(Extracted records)
== Segment start ==

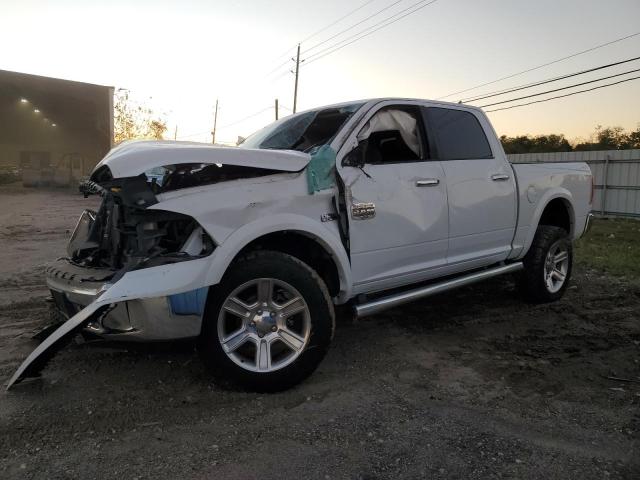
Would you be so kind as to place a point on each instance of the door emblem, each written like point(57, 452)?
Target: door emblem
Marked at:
point(363, 211)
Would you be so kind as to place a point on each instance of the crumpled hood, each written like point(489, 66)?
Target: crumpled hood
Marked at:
point(132, 158)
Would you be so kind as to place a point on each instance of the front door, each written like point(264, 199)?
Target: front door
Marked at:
point(397, 203)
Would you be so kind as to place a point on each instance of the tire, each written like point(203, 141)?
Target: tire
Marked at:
point(268, 324)
point(545, 279)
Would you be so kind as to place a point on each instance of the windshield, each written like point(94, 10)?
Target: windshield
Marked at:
point(303, 131)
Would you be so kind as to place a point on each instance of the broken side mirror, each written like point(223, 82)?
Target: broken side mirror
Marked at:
point(355, 158)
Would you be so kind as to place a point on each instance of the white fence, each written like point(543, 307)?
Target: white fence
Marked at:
point(616, 172)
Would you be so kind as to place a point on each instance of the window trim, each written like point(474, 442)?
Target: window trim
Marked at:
point(433, 138)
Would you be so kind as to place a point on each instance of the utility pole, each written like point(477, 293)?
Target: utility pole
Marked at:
point(295, 91)
point(215, 124)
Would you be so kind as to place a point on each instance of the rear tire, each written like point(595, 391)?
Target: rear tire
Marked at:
point(268, 324)
point(547, 265)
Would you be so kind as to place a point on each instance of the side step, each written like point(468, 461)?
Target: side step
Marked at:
point(380, 304)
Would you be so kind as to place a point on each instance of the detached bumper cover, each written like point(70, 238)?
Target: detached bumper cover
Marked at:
point(148, 283)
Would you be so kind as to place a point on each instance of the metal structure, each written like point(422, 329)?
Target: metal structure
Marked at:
point(616, 173)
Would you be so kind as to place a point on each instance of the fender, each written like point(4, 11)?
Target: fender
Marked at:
point(240, 238)
point(549, 195)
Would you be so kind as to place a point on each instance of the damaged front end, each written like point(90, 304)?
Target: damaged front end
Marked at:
point(132, 272)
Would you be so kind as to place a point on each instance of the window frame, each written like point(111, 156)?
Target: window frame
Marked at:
point(425, 141)
point(433, 138)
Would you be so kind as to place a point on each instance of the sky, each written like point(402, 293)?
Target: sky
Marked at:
point(178, 57)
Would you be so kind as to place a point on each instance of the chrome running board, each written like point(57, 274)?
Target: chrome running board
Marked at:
point(380, 304)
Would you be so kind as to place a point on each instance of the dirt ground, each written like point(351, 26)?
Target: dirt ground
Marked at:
point(472, 384)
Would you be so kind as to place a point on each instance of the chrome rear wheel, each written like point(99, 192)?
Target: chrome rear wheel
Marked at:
point(556, 266)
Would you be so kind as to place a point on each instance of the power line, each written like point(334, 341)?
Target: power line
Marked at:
point(543, 82)
point(560, 89)
point(326, 27)
point(352, 26)
point(331, 49)
point(543, 65)
point(336, 21)
point(246, 118)
point(565, 95)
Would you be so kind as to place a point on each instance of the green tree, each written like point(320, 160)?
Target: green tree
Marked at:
point(538, 144)
point(135, 121)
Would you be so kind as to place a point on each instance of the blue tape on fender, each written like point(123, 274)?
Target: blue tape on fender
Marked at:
point(321, 169)
point(189, 303)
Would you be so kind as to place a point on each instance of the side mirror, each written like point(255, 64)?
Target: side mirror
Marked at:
point(355, 158)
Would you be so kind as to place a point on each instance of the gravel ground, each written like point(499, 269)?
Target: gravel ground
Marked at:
point(472, 384)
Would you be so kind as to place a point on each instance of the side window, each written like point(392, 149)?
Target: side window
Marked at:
point(458, 134)
point(392, 135)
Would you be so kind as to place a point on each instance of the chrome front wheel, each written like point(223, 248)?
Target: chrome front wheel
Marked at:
point(264, 325)
point(268, 324)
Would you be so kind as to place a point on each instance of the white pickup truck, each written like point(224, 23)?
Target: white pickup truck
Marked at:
point(371, 204)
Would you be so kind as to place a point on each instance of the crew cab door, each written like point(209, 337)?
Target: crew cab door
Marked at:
point(481, 187)
point(396, 201)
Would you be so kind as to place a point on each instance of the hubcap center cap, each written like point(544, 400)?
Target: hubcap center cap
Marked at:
point(264, 321)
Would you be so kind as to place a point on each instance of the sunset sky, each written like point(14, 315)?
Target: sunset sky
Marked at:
point(178, 57)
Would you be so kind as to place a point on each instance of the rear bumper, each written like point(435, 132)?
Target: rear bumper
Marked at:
point(148, 319)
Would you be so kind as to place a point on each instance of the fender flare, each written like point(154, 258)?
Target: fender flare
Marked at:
point(549, 196)
point(226, 252)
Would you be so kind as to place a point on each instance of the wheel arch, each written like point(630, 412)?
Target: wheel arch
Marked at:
point(555, 208)
point(296, 235)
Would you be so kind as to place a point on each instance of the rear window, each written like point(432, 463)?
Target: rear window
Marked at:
point(458, 134)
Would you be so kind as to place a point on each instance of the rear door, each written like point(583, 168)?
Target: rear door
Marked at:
point(481, 187)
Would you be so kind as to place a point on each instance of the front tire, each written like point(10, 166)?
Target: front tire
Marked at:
point(547, 265)
point(268, 324)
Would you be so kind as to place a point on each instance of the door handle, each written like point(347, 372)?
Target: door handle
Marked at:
point(427, 182)
point(499, 177)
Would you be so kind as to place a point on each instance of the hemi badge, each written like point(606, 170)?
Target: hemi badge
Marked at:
point(363, 211)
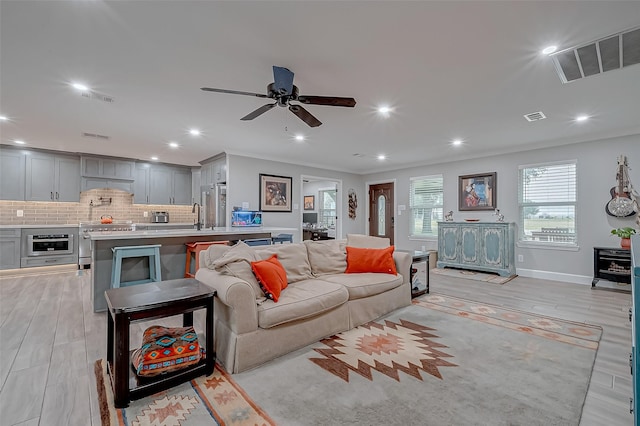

== Segment end ==

Work instructions
Give all entries again verbatim, without any images.

Response
Would you be so kind as to place a point on each instance of the door emblem, each written like point(57, 452)?
Target: door emblem
Marked at:
point(363, 211)
Would you be so kind as to place a point on each instance of the crumpled hood, each written like point(489, 66)?
Target: crumpled hood
Marked at:
point(132, 158)
Would you be so kind as to place a point on each instance of the front door, each written like point(264, 199)?
Target: front door
Marked at:
point(397, 203)
Would you be so kind as to place a point on each instance of the tire, each written like point(203, 141)?
Target: tire
Marked at:
point(268, 324)
point(545, 279)
Would you be so kind as to place a point on each instance of the windshield, each written like point(94, 10)?
Target: windshield
Marked at:
point(303, 131)
Would you be so kind as to place a point on each instance of the broken side mirror, each written like point(223, 82)?
Target: broken side mirror
Marked at:
point(355, 158)
Would you be so kind as to place a point on each instance of the white fence, each written like point(543, 307)?
Target: white fence
Marked at:
point(616, 172)
Would you be so kind as to place a point on each instance of the window trim, each written like point(474, 442)?
Target: window trim
Marked at:
point(433, 138)
Would you be so kind as to place a point on each instance of the utility pole, each written like point(477, 293)?
Target: utility pole
Marked at:
point(295, 91)
point(215, 124)
Would you be so kind as to place a point on each instance of the rear tire, each written like point(595, 391)?
Target: rear tire
Marked at:
point(268, 324)
point(547, 265)
Would you be so kind as to place a point on each instance of the side step, each written like point(468, 461)?
Target: side step
Marked at:
point(380, 304)
Would you be so kind as to place a point on each instance of the detached bumper cover, each written like point(70, 238)?
Target: detached bumper cover
Marked at:
point(148, 283)
Would you be so kind as to place a point on each instance of the metal structure, each written like point(422, 329)?
Target: metal structure
Marked at:
point(616, 173)
Would you be so kind as to place a point on each instance of the fender, each written like point(4, 11)?
Target: fender
Marked at:
point(240, 238)
point(549, 195)
Would you be so kind as to place a point on each instance of the damaged front end, each written like point(90, 304)?
Target: damaged front end
Marked at:
point(132, 272)
Would you be so kind as to place a point on each instance of the window frame, each written like point(111, 156)?
Target: window frame
Marked at:
point(425, 141)
point(433, 138)
Would you be so kind as to place a point on each instance of the sky, each written like point(402, 293)?
Target: sky
Marked at:
point(178, 57)
Would you be so kind as to place a point on each instance of the chrome running board, each written like point(57, 274)?
Target: chrome running board
Marked at:
point(380, 304)
Would you be so kind as to place a point on each instance of the dirt ground, each written like point(351, 26)?
Target: dirt ground
Marked at:
point(472, 384)
Would you be so kind as to place a point on each instance of the chrome rear wheel, each written like point(99, 192)?
Target: chrome rear wheel
Marked at:
point(556, 266)
Would you be so kind as to place a point on each instance of the power line, each written like point(334, 341)?
Target: power line
Marked at:
point(543, 82)
point(560, 89)
point(326, 27)
point(352, 26)
point(331, 49)
point(543, 65)
point(336, 21)
point(246, 118)
point(565, 95)
Would you be so kind as to place a point on each instance of the green tree, each written like point(320, 160)?
Target: green tree
Marked at:
point(538, 144)
point(135, 121)
Would you be so kind as to place a point on each instance of the blue tape on fender, each written like point(123, 274)?
Target: blue tape on fender
Marked at:
point(321, 169)
point(189, 303)
Would you be so kind as to place a point on each instance of the side mirror, each written like point(255, 64)?
Target: side mirror
Marked at:
point(355, 158)
Would you be so kind as to place a point on each instance of the gravel ground, each written like point(499, 269)?
Target: gravel ground
Marked at:
point(472, 384)
Would you be so kind as to place a point on each instance of the side window, each written like point(392, 149)?
Target: side window
Marked at:
point(458, 134)
point(392, 135)
Would you be so kind as to place a point on each instance of the chrome front wheel, each written like point(223, 248)?
Target: chrome front wheel
Marked at:
point(264, 325)
point(268, 324)
Would you be so kind as to place a point on each instance of the white pickup truck, each written like point(224, 23)?
Target: white pickup truck
Marked at:
point(371, 204)
Would you be so kind as to place a point on each instance of the crew cab door, each written like point(209, 337)?
Target: crew cab door
Marked at:
point(481, 187)
point(396, 201)
Would you be so kind as to place a point on each instance of the hubcap center cap, each written like point(544, 400)?
Target: hubcap center cap
Marked at:
point(264, 321)
Would you be so kind as to place a point on each instance of the sunset sky, each written like point(14, 315)?
Target: sunset sky
Marked at:
point(178, 57)
Would you be so kind as to place a point on each instance of the rear bumper, each written like point(435, 132)?
Target: rear bumper
Marked at:
point(148, 319)
Would you be so kind as to place a point on each instance of the fender flare, each written like point(154, 258)?
Target: fender flare
Marked at:
point(549, 196)
point(226, 252)
Would you be so kind as to place a point on each instance of the wheel arch, each written like point(630, 412)?
Target: wheel arch
Marked at:
point(555, 208)
point(296, 235)
Would you be so kind as to place a point on each instance of the rear window, each written like point(432, 463)?
Target: rear window
Marked at:
point(458, 134)
Would you be so kind as to place a point on each instance of the rear door, each written like point(583, 168)?
Target: rear door
Marked at:
point(481, 187)
Would you be so kind as to place a point on each instance of the front tire, each written like point(10, 166)?
Target: front tire
Marked at:
point(547, 265)
point(268, 324)
Would you be so kind as to place a point on each instance of the door handle, each written like point(347, 372)?
Target: door handle
Marked at:
point(427, 182)
point(499, 177)
Would you be so kind as to place a point on each instance of the hemi badge, each written like point(606, 170)?
Target: hemi badge
Marked at:
point(363, 211)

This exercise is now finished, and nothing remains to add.